(Goal of the exercise) Copy every line of the data in the stretch from its beginning through the line containing "[132, 371, 173, 385]", raising each bounding-box coordinate in the answers by 100. Leave all other numbers, including the format samples, unchanged.

(Given information)
»»

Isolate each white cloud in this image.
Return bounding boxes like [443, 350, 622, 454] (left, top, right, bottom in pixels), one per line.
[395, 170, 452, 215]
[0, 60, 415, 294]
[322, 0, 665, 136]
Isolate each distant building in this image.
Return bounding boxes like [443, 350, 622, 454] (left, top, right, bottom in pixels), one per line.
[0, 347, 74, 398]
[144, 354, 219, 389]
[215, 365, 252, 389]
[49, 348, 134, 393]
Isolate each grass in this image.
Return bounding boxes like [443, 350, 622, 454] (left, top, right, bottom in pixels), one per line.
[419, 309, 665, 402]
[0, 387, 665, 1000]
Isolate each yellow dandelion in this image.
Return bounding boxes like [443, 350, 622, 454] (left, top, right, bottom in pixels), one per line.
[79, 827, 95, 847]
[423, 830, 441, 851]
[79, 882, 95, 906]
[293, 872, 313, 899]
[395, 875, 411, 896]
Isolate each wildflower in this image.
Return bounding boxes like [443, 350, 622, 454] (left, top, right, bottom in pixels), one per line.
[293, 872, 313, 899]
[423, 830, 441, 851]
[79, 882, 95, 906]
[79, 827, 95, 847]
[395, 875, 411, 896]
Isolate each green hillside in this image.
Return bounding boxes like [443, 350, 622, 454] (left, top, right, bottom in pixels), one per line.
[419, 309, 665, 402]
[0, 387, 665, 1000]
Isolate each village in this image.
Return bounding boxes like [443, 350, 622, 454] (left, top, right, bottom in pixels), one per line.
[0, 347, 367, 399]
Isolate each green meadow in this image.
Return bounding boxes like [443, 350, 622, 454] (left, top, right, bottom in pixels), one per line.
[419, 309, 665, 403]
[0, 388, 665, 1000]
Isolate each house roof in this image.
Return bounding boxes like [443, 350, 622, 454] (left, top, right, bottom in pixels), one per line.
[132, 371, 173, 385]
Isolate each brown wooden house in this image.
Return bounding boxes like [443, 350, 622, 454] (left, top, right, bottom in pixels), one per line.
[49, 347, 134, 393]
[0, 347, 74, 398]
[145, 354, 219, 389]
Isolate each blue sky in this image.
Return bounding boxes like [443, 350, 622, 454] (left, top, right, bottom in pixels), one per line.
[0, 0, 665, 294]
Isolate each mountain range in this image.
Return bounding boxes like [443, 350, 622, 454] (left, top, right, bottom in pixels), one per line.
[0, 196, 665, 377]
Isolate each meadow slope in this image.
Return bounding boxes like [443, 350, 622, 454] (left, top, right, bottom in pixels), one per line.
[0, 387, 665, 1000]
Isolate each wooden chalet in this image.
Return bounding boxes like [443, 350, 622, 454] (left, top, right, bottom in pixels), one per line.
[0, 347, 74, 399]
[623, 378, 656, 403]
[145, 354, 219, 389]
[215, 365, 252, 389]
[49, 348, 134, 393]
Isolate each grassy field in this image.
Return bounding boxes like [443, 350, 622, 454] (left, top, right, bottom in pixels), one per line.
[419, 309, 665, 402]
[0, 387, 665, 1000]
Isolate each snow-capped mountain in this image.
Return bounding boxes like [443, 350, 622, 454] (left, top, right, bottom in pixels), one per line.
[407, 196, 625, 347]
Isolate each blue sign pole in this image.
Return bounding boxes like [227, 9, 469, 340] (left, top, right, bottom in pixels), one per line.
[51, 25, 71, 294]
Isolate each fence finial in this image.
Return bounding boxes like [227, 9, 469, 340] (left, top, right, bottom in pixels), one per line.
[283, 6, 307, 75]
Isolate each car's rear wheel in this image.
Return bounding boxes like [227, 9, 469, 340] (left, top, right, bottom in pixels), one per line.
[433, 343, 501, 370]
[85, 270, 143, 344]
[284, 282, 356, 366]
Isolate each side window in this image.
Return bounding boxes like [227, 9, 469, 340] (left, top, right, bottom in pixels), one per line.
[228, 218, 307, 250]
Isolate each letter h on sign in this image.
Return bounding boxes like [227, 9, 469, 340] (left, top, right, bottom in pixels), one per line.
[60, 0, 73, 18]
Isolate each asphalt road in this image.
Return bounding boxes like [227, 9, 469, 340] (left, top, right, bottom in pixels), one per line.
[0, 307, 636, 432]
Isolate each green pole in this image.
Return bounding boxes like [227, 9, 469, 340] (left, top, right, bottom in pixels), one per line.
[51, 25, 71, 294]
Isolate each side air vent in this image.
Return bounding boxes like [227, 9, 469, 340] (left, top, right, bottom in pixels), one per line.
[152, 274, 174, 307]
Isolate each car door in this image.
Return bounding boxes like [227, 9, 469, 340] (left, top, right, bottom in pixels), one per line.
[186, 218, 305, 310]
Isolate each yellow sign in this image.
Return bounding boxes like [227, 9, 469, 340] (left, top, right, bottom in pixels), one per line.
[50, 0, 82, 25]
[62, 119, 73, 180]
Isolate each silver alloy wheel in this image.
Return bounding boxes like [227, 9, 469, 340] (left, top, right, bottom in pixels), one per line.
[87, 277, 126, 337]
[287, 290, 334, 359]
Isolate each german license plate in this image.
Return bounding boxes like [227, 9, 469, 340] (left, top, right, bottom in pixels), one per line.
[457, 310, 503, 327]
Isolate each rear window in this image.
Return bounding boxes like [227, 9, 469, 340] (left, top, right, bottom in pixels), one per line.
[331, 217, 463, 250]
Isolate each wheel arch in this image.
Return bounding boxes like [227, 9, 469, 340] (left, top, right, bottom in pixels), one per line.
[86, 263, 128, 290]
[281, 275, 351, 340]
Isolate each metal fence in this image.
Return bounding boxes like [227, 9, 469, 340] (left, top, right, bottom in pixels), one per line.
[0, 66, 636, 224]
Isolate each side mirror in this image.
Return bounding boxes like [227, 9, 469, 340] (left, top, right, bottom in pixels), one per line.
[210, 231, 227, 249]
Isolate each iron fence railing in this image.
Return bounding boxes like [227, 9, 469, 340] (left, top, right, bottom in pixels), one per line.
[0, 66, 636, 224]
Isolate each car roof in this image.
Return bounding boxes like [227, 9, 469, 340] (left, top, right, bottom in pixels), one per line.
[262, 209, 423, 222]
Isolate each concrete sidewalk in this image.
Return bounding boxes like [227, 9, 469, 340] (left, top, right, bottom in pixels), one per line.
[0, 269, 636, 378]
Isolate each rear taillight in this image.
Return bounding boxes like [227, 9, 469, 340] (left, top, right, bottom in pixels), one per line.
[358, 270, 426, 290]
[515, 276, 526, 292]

««

(Response to the exercise)
Isolate each white cloud in this image.
Return bounding boxes like [443, 350, 622, 454] (left, top, right, bottom in pixels), one per line.
[495, 270, 552, 315]
[100, 160, 515, 394]
[422, 100, 765, 236]
Isolate each distant building in this image.
Return bounding boxes like [443, 350, 622, 454] (left, top, right, bottom in pixels), one per line.
[100, 447, 174, 498]
[244, 454, 319, 489]
[315, 465, 352, 489]
[149, 448, 234, 493]
Isolate each grass in this image.
Return bounding boxes like [443, 350, 622, 454] (left, top, right, bottom in pixels), one per line.
[519, 409, 765, 502]
[100, 487, 765, 1100]
Isolate each yellow dandelion in this image.
Return bounding boxes like [443, 350, 622, 454] (left, top, right, bottom in pixels), one per line.
[179, 927, 195, 947]
[523, 930, 541, 951]
[179, 982, 195, 1006]
[393, 972, 413, 999]
[495, 975, 511, 996]
Isolate each wildflower in this image.
Return bounding boxes like [443, 350, 622, 454] (left, top, right, bottom in pixels), one per line.
[393, 972, 413, 999]
[523, 930, 541, 951]
[179, 982, 195, 1006]
[179, 927, 195, 947]
[495, 975, 511, 996]
Isolate each green hillside in this image.
Return bounding boxes like [443, 350, 622, 454] (left, top, right, bottom in pixels), one per line.
[519, 409, 765, 502]
[100, 487, 765, 1100]
Isolate each village in this image.
Return bounding boxes like [443, 350, 622, 454] (left, top, right, bottom in pixels), one per line.
[100, 447, 467, 499]
Isolate each green meadow in this image.
Return bounding boxes like [443, 350, 622, 454] (left, top, right, bottom in pixels), one per line.
[519, 409, 765, 503]
[100, 488, 765, 1100]
Isolate each house roof in this image.
Return bounding boxes like [443, 350, 622, 454] (left, top, right, bottom in pixels), one per line.
[232, 471, 273, 485]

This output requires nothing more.